[Actions requises]:
(1) Transcrivez le passage de l’entretien compris entre « Irène Terrel est » et « l’affaire de Tarnac. », inclus.
(2) Répondez par oui ou par non pour dire si chaque affirmation est conforme à l’entretien, et citez les mots de l’entretien qui permettent de trancher : (a) Julien Coupat a vu le juge d’instruction le 12 décembre. (b) Le juge a rejeté la demande de mise en liberté. (c) L’avocate juge acceptable le référé détention déposé par le parquet.

══ Texte à lire ══

Interview
L’avocate du principal mis en examen de Tarnac, Irène Terrel,
estime que la procédure «à visée politique» est «en miettes».
Irène Terrel est l’avocate de Julien Coupat, en détention provisoire depuis le 15 novembre. Le juge de la liberté et de la détention (JLD) a ordonné la libération de l’homme que les enquêteurs présentaient comme le leader d’un groupe terroriste. Une ordonnance bloquée in extremis par le parquet. L’avocate revient sur l’affaire de Tarnac.
Vendredi, le JLD a ordonné la libération de Julien Coupat. Pourquoi ?
Après
la remise en liberté de Gabrielle, Manon et Benjamin [co-inculpés,
ndlr], le 2 décembre, j’ai demandé que Julien Coupat soit interrogé
rapidement pour pouvoir réclamer sa mise en liberté avec une chance
d’être entendue. Le 12 décembre, il a vu le juge d’instruction. J’ai
immédiatement déposé une demande de mise en liberté qui a été
accueillie favorablement par le juge. C’est tout à fait normal puisque
la détention provisoire doit rester exceptionnelle. Or, Julien Coupat
avait toutes les garanties de représentation.
Pourtant, il n’est pas libre.
Non,
car le parquet a déposé un référé détention. Une procédure
exceptionnelle. On est dans l’exception de l’exception. Ce n’est pas
acceptable. Il ne faut pas confondre prison préventive et poursuite de
l’enquête. Il y a beaucoup trop de personnes emprisonnées. Le réflexe
du parquet et souvent du juge est d’incarcérer. Il faudrait au
contraire vider les prisons. En utilisant ce référé la veille de Noël
le parquet bloque la libération. Je trouve cela très mesquin. Tout le
monde sait très bien que Julien et Yldune (sa compagne) vont sortir. Je
n’accepterai pas qu’il soit maintenu en détention provisoire. J’userai
de tous les moyens de droit. On déposera des demandes de mise en
liberté, sans jamais se décourager, jusqu’à ce qu’ils sortent.
Vous avez vu Coupat hier, comment est-il ?

═══
══ Lignes stockées ══

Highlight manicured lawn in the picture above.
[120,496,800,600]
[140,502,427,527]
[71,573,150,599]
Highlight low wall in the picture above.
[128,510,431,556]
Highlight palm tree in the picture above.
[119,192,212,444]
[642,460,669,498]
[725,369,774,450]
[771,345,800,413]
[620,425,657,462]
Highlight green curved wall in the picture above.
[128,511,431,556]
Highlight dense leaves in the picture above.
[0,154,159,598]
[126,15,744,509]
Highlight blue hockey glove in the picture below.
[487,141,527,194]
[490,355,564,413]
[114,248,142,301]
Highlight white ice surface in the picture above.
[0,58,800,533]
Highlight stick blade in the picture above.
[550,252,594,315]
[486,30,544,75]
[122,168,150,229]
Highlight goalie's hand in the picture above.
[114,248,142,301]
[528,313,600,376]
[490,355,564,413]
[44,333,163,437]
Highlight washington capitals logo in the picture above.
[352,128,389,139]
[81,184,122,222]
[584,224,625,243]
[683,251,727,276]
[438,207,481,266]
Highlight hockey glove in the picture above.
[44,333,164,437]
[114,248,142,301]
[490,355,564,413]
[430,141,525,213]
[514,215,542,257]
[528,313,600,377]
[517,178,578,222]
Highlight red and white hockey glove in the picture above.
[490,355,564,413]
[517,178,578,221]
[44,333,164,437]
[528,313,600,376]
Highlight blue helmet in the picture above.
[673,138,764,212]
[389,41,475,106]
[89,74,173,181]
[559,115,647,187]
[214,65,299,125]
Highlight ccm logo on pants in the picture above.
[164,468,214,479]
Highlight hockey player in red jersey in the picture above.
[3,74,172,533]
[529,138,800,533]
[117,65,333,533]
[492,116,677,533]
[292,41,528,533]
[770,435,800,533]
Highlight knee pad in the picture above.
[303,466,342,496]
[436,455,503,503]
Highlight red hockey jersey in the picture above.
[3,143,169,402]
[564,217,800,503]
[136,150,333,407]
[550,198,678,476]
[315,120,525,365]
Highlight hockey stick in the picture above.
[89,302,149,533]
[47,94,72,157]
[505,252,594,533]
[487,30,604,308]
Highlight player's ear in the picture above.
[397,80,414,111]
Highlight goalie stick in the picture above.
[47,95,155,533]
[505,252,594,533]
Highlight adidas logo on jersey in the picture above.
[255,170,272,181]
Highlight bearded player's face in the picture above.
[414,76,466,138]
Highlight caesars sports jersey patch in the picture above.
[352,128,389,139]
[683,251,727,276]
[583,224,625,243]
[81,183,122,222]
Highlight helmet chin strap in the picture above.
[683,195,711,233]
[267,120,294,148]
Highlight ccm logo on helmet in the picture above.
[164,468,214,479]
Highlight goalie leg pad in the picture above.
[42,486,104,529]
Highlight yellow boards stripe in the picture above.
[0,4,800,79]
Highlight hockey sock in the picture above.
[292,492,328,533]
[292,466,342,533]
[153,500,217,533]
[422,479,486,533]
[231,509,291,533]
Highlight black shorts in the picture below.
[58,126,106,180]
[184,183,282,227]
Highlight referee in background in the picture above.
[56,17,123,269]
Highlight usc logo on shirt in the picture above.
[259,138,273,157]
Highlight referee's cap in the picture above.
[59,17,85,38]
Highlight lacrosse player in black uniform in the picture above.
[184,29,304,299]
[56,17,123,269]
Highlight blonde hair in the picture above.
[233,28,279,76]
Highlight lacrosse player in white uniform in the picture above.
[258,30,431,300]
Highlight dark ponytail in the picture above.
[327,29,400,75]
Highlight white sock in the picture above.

═══

[Réponses finales]:
(1)
Irène Terrel est l’avocate de Julien Coupat, en détention provisoire depuis le 15 novembre. Le juge de la liberté et de la détention (JLD) a ordonné la libération de l’homme que les enquêteurs présentaient comme le leader d’un groupe terroriste. Une ordonnance bloquée in extremis par le parquet. L’avocate revient sur l’affaire de Tarnac.

(2)
(a) Oui : « Le 12 décembre, il a vu le juge d’instruction. »
(b) Non : « qui a été accueillie favorablement par le juge ».
(c) Non : « Ce n’est pas acceptable. »